• Problem details: Go through the lines below and copy each one that holds the string "wild".

• Referring expression grounding data:
=== Section Start ===

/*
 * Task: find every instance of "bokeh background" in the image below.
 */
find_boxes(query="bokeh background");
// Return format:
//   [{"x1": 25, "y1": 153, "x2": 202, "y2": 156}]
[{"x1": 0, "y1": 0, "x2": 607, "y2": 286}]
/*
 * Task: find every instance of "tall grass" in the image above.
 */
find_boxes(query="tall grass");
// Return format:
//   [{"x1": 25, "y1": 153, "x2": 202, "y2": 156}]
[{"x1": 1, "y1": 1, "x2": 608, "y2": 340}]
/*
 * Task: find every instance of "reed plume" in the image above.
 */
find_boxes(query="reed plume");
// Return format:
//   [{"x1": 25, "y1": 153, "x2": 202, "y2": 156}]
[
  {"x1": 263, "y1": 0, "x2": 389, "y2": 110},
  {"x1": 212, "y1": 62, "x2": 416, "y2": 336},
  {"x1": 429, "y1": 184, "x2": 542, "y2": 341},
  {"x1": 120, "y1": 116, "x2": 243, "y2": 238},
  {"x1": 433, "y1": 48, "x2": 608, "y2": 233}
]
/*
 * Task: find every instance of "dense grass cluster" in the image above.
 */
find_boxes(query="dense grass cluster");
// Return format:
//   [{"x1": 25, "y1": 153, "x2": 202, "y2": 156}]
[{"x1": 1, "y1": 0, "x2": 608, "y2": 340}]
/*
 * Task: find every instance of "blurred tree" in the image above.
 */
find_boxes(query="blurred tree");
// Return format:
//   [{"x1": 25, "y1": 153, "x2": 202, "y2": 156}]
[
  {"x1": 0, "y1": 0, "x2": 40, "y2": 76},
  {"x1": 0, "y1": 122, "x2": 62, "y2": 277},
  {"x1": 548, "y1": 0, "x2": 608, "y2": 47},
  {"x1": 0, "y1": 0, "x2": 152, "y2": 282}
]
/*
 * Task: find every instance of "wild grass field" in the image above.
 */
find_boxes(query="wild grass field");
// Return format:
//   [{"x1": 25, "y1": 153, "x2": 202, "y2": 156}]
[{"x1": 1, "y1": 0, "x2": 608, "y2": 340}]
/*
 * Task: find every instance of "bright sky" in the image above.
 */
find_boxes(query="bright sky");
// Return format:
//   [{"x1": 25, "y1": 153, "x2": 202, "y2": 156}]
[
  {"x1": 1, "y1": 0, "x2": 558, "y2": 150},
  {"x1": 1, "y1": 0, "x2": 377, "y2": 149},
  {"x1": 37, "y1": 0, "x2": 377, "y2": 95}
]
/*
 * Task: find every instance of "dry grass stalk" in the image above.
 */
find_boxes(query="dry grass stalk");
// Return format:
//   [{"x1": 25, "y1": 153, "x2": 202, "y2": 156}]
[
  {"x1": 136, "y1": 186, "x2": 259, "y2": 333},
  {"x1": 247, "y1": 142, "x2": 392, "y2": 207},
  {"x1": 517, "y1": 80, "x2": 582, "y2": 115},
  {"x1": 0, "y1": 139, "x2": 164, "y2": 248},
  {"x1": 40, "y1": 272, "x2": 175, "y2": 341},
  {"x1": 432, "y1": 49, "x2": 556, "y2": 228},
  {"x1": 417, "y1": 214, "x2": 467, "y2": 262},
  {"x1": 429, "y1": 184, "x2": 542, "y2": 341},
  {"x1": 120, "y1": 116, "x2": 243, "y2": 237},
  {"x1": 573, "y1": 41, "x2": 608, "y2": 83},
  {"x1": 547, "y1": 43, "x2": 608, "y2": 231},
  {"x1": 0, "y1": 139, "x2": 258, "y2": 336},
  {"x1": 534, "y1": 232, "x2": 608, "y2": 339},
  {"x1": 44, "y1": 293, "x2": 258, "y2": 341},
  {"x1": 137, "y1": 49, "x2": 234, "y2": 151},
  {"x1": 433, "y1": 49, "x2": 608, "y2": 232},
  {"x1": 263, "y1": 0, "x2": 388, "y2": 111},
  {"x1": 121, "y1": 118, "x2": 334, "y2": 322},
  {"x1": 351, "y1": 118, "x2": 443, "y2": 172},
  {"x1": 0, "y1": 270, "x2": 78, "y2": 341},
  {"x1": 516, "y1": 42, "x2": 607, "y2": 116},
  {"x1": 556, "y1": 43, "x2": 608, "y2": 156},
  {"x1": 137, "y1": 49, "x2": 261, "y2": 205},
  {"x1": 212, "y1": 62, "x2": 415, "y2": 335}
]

=== Section End ===

• Task result:
 * Task: find every instance of "wild grass field" in the image above.
find_boxes(query="wild grass field");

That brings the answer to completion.